The Applicant seeks the
leave of the Court to amend his counterclaim in terms of the notice
of amendment dated 18 December 2019.
The Trustees object to
the amendment in terms of a notice delivered on 17 January 2020.
[2]
The
background to the action and application is that during or about
March 2013, at Edenvale, the Trust (duly represented and the

Applicant) entered into a written agreement in terms of which the
Applicant sold to the Trust immovable property described as Erf
416 &
417 Eden Glen (‘the property’).
[1]
The Trustees claim that the agreement lapsed on account of
non-fulfilment of suspensive conditions.
[3]
It is alleged that during the intervening period, between the date of
the agreement in March 2013 and the lapse, with the knowledge
and
agreement of the Applicant, the Trustees renovated and effected
certain necessary and useful improvements on the property.

○ ○ ○

◆ **Aim of the exercise**
Please transcribe the court excerpt word for word, starting at "Applicant) entered into" and stopping after "Glen (‘the property’).". The rows after this point are unrelated to the court excerpt.

○ ○ ○

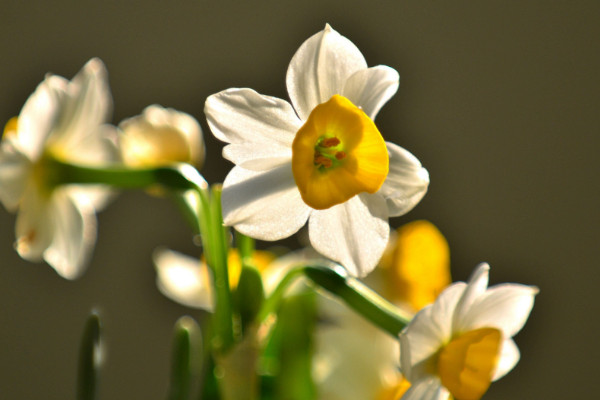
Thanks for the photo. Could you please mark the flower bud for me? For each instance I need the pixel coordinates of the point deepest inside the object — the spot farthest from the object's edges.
(161, 136)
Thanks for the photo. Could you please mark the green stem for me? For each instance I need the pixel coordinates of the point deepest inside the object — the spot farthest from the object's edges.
(271, 303)
(245, 245)
(351, 291)
(360, 298)
(218, 252)
(177, 176)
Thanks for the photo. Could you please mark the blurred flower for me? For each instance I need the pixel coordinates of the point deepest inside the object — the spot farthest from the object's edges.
(60, 121)
(460, 344)
(188, 281)
(161, 136)
(322, 160)
(356, 360)
(417, 265)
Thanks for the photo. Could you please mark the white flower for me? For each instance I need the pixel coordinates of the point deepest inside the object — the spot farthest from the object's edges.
(184, 279)
(461, 343)
(61, 121)
(353, 359)
(161, 136)
(188, 280)
(322, 159)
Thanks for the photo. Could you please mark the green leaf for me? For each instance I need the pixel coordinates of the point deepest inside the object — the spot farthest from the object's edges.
(248, 296)
(186, 358)
(286, 362)
(89, 359)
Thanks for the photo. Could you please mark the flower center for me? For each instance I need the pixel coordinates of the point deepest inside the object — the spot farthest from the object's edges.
(466, 365)
(337, 154)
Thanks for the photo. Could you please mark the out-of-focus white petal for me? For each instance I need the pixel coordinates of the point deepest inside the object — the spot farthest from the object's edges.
(15, 168)
(245, 116)
(183, 279)
(353, 359)
(74, 236)
(161, 136)
(509, 357)
(40, 115)
(406, 183)
(427, 389)
(35, 224)
(371, 88)
(320, 68)
(505, 307)
(257, 156)
(476, 286)
(264, 205)
(87, 106)
(354, 233)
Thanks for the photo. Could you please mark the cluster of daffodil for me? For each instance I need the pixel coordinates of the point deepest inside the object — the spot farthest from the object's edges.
(394, 327)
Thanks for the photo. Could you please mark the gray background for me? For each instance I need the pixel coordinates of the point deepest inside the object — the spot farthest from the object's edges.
(498, 99)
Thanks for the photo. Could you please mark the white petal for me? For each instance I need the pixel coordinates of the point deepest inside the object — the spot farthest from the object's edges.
(15, 168)
(354, 233)
(257, 156)
(427, 389)
(40, 115)
(427, 332)
(371, 88)
(99, 148)
(245, 116)
(35, 224)
(406, 183)
(320, 68)
(74, 235)
(476, 287)
(509, 357)
(505, 307)
(263, 205)
(183, 279)
(86, 108)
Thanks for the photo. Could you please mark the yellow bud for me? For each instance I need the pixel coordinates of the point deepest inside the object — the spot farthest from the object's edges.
(161, 136)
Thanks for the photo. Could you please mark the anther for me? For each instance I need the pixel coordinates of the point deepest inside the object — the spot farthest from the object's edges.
(322, 161)
(329, 142)
(340, 155)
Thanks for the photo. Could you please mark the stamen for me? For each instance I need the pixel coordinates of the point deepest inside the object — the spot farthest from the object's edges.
(329, 142)
(323, 161)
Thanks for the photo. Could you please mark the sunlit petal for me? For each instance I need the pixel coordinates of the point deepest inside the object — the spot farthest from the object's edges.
(245, 116)
(340, 231)
(320, 68)
(264, 205)
(505, 307)
(509, 357)
(371, 88)
(73, 237)
(184, 279)
(406, 183)
(15, 168)
(426, 389)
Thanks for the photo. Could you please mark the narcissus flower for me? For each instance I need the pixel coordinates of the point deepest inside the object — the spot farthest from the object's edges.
(355, 359)
(61, 121)
(161, 136)
(188, 280)
(417, 265)
(320, 158)
(461, 343)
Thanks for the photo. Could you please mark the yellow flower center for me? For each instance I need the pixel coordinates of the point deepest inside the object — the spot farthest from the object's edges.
(337, 154)
(420, 264)
(260, 260)
(466, 365)
(11, 126)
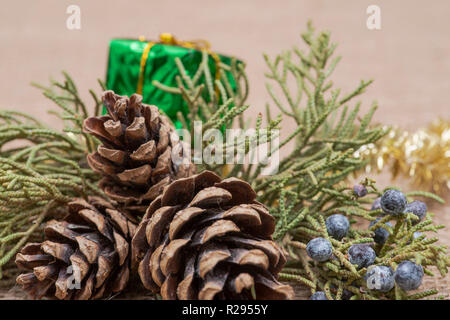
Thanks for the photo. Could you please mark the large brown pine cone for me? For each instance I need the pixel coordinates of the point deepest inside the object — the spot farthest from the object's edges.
(140, 155)
(84, 256)
(204, 238)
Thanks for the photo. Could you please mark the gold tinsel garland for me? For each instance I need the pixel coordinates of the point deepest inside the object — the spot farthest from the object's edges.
(423, 156)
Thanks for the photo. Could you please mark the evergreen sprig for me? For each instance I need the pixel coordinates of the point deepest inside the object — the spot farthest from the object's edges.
(310, 182)
(42, 168)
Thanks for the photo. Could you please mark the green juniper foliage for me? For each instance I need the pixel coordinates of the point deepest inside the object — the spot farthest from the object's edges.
(338, 274)
(42, 168)
(310, 183)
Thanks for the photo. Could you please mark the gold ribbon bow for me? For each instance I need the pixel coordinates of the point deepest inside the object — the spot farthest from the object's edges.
(169, 39)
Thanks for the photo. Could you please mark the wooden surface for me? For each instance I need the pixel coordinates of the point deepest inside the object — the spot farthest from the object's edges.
(409, 58)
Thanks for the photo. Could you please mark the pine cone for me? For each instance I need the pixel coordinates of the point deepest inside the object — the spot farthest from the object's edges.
(204, 238)
(140, 155)
(85, 256)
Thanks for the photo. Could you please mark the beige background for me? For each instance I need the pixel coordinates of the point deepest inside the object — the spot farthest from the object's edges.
(409, 58)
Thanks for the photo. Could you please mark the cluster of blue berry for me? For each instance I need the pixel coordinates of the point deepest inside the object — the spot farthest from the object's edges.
(407, 276)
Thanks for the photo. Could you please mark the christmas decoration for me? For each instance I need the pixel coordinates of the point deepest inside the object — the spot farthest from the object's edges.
(422, 156)
(355, 256)
(204, 238)
(134, 64)
(41, 168)
(309, 184)
(140, 152)
(84, 256)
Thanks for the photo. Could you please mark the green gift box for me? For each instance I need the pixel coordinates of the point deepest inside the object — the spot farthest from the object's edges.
(133, 65)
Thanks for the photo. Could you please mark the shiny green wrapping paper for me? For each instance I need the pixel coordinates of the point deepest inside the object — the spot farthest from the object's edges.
(124, 66)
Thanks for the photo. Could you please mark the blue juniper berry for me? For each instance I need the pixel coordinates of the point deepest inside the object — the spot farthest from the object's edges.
(319, 295)
(359, 190)
(408, 275)
(418, 208)
(381, 234)
(393, 202)
(362, 255)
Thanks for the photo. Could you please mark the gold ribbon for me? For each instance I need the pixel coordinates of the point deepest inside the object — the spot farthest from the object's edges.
(169, 39)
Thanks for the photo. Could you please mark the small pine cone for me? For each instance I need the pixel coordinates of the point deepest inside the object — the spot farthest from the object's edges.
(204, 238)
(140, 152)
(84, 256)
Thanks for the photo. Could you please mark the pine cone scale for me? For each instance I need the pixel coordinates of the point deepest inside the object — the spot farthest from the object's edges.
(84, 256)
(137, 158)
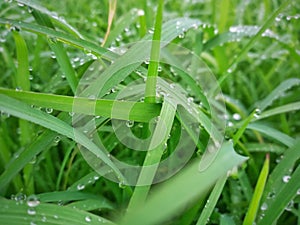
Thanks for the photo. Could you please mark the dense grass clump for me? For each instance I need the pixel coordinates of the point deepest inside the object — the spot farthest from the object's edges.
(149, 112)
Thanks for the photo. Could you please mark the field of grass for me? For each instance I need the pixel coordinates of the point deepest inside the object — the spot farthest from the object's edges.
(150, 112)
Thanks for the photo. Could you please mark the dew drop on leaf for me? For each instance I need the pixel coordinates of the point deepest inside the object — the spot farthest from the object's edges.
(286, 178)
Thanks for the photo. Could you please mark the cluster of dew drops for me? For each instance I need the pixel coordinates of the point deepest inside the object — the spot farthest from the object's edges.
(33, 202)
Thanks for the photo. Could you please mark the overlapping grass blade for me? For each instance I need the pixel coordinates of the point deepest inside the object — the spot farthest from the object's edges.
(259, 188)
(20, 213)
(21, 110)
(187, 186)
(272, 132)
(41, 143)
(52, 15)
(251, 42)
(142, 112)
(278, 92)
(212, 201)
(281, 187)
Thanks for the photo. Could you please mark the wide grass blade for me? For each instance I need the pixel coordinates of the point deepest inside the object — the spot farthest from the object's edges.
(255, 201)
(42, 143)
(278, 92)
(187, 186)
(21, 110)
(254, 39)
(150, 92)
(212, 201)
(12, 212)
(141, 112)
(273, 133)
(282, 186)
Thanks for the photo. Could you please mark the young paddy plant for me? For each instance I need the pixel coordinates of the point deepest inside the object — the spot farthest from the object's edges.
(164, 112)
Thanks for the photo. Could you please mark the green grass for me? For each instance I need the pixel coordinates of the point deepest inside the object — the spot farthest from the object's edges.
(208, 92)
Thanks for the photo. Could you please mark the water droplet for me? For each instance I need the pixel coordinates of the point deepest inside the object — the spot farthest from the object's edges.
(190, 100)
(20, 197)
(129, 123)
(31, 211)
(289, 206)
(18, 89)
(88, 219)
(151, 31)
(122, 184)
(264, 206)
(80, 187)
(29, 9)
(286, 178)
(56, 139)
(53, 56)
(52, 40)
(33, 201)
(172, 86)
(49, 110)
(44, 219)
(181, 35)
(236, 116)
(92, 97)
(140, 12)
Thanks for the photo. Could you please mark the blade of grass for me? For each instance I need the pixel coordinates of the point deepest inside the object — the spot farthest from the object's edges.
(142, 112)
(153, 156)
(282, 199)
(258, 191)
(58, 48)
(111, 14)
(278, 92)
(52, 214)
(256, 37)
(212, 201)
(150, 92)
(184, 188)
(278, 191)
(273, 133)
(52, 15)
(41, 143)
(23, 83)
(279, 110)
(21, 110)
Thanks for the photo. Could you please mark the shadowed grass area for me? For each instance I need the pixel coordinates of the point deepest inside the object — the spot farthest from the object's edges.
(86, 83)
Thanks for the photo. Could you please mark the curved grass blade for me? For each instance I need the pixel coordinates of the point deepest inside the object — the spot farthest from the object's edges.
(282, 198)
(281, 187)
(212, 201)
(58, 48)
(273, 133)
(41, 143)
(91, 204)
(142, 112)
(21, 110)
(184, 188)
(57, 20)
(278, 110)
(254, 204)
(278, 92)
(252, 41)
(20, 213)
(60, 36)
(111, 14)
(150, 92)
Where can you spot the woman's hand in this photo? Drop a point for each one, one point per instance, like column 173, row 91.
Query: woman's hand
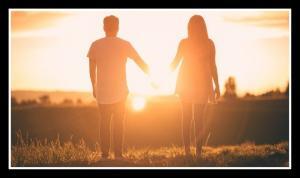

○ ○ ○

◆ **Answer in full**
Applicant) entered into a written agreement in terms of which the
Applicant sold to the Trust immovable property described as Erf
416 &
417 Eden Glen (‘the property’).